**EXERCISE OBJECTIVE**
Output the full listing word for word.
· · · · ·
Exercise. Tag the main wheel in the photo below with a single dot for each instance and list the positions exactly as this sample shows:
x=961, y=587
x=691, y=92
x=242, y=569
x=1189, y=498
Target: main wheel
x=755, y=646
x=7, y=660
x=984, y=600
· · · · ·
**CORRECT RESPONSE**
Exercise. Tag the main wheel in the photo below with a single dot for each instance and list the positions exactly as this sample shows:
x=961, y=587
x=691, y=92
x=242, y=569
x=1189, y=498
Target: main wheel
x=755, y=646
x=7, y=660
x=984, y=600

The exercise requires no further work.